- **WHAT NEEDS TO BE DONE**:
Print the line containing "[tag] long black" and every line after it exactly as written, through the end of the records.

- **Data excerpts**:
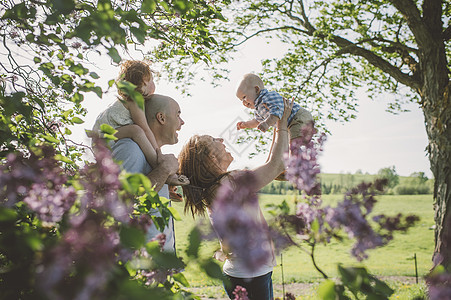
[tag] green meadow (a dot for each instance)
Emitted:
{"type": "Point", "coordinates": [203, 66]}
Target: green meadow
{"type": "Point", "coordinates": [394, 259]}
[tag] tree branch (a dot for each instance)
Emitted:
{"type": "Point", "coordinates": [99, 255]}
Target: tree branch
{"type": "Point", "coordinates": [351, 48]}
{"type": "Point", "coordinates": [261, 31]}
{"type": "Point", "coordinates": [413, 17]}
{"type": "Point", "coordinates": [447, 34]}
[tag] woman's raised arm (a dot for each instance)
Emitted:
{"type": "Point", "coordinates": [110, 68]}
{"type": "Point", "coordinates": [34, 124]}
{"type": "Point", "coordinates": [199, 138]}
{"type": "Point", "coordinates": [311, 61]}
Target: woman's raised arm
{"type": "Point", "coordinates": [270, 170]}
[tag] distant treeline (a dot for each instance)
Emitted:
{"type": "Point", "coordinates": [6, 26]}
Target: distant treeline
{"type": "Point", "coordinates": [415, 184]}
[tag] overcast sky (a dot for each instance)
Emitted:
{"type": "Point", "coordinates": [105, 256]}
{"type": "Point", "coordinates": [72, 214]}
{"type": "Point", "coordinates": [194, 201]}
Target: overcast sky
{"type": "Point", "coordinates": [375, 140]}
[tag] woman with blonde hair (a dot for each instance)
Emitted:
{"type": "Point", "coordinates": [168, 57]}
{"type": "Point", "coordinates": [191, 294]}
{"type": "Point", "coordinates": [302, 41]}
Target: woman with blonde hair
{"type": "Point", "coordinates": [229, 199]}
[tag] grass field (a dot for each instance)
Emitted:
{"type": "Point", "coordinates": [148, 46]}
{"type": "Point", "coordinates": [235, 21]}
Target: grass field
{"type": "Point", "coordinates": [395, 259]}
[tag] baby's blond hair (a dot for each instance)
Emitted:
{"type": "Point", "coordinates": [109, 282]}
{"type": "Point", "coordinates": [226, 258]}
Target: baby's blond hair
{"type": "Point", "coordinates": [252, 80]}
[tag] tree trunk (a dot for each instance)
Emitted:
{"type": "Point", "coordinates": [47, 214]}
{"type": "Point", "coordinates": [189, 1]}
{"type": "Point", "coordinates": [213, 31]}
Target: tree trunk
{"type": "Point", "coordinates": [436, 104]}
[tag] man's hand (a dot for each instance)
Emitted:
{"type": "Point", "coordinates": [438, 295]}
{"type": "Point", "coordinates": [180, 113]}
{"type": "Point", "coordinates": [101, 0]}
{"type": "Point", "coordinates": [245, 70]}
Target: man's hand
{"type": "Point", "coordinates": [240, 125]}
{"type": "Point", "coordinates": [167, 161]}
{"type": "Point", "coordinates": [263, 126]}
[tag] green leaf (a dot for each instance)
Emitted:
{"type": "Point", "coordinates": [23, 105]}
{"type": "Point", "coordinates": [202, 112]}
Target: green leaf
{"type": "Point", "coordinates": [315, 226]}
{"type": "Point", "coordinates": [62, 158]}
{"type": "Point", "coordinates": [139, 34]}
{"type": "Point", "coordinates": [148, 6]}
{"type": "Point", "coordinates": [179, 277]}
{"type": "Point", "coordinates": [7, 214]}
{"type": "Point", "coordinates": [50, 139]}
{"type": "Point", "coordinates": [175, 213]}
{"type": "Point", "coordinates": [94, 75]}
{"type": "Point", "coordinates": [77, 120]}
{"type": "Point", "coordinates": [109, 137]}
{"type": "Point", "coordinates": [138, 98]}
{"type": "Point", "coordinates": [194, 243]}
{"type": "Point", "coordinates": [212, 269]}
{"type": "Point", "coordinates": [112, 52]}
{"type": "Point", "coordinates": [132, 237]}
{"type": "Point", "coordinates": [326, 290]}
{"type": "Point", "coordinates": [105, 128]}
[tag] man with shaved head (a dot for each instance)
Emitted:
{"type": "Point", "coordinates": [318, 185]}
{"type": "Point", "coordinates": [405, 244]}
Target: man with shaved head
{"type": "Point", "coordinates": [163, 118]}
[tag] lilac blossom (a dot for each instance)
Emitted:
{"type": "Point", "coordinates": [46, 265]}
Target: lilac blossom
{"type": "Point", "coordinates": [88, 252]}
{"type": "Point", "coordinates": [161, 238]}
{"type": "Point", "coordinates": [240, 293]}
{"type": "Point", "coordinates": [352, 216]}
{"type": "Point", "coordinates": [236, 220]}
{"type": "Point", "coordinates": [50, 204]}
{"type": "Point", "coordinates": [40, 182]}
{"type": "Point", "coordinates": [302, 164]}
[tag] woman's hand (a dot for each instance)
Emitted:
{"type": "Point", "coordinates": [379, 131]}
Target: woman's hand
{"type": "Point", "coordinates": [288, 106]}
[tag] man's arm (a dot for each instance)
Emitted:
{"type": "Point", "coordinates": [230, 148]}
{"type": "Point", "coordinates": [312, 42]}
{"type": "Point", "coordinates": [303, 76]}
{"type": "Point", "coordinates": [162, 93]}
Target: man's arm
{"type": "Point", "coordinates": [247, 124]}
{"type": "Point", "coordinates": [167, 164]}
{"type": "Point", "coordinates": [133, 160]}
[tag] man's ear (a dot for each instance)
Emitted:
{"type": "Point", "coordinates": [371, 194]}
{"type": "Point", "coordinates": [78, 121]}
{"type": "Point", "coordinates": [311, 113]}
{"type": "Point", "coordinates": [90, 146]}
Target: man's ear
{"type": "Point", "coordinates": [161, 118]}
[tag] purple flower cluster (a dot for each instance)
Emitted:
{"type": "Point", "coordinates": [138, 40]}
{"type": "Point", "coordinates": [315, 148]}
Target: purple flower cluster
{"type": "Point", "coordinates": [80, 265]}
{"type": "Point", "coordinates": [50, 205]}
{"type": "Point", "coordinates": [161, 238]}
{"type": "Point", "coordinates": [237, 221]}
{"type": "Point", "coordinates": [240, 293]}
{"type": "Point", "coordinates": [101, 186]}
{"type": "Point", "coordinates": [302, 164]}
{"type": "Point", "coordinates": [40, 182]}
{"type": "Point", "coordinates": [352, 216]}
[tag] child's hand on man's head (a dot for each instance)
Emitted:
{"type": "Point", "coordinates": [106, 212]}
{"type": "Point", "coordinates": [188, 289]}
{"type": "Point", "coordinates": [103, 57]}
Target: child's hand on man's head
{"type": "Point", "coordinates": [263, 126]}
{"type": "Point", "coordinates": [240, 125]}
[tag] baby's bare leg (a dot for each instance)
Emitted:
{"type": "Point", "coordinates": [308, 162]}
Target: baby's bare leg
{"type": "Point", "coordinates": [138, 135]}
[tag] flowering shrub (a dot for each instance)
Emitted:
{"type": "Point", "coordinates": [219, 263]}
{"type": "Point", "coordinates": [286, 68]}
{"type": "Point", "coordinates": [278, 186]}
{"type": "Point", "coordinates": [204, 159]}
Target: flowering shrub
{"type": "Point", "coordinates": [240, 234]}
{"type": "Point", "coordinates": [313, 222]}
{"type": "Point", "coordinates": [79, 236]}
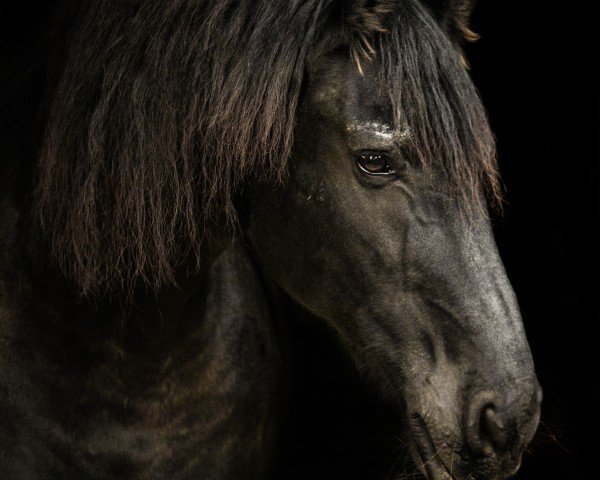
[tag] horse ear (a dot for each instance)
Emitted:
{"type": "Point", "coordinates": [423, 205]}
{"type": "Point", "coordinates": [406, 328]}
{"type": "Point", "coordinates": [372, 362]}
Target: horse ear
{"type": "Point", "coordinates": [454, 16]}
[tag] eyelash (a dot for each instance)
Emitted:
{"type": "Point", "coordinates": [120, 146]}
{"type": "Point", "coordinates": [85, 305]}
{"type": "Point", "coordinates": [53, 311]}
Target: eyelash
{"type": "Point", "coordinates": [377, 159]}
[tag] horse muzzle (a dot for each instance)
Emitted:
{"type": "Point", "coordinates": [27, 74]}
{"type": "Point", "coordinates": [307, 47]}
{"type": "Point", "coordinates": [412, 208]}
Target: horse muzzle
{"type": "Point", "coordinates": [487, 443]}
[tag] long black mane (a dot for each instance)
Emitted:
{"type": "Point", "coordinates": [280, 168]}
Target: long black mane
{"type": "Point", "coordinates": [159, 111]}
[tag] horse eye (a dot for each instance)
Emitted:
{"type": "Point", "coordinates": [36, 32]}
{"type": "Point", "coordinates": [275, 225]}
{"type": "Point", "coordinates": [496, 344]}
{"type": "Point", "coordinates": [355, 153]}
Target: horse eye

- **THE ANSWER**:
[tag] long black mane (a dot for each instance)
Emitted:
{"type": "Point", "coordinates": [280, 168]}
Target: long black mane
{"type": "Point", "coordinates": [159, 111]}
[tag] horse eye (a dot for each instance)
Emitted:
{"type": "Point", "coordinates": [36, 32]}
{"type": "Point", "coordinates": [275, 225]}
{"type": "Point", "coordinates": [496, 344]}
{"type": "Point", "coordinates": [355, 153]}
Target: horse eye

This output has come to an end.